Premier Padmini is a 2019 Indian Kannada-language comedy drama film directed and written by Ramesh Indira. The film marks the debut of television personality, Shruti Naidu as the producer under her home banner Shruti Naidu Chitra.  The film features Jaggesh, Madhoo, Sudharani, Hitha Chandrashekar and Vivek Simha in the lead roles. The supporting cast includes H. G. Dattatreya, Bhargavi Narayan and Pramod.

The technical crew members for the film include Arjun Janya as the music composer, Advaita Gurumurthy as the cinematographer, Rajendra Urs as the editor.

The film launched in early March 2018 and released across theaters in Karnataka on 26 April 2019. The film was premiered on 29 September 2019 in Zee Kannada.
---+---
Sum up the page about Premier Padmini in two sentences.

[Stored dataset rows]
---+---
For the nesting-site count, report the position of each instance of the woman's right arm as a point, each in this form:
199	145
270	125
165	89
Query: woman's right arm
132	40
---+---
FINISHED EXERCISE ::
Premier Padmini is a 2019 Kannada-language comedy drama film written and directed by Ramesh Indira, starring Jaggesh, Madhoo, Sudharani, Hitha Chandrashekar and Vivek Simha, and it marks Shruti Naidu's debut as a producer under her home banner Shruti Naidu Chitra. The film launched in early March 2018, was released in Karnataka theaters on 26 April 2019, and premiered on Zee Kannada on 29 September 2019.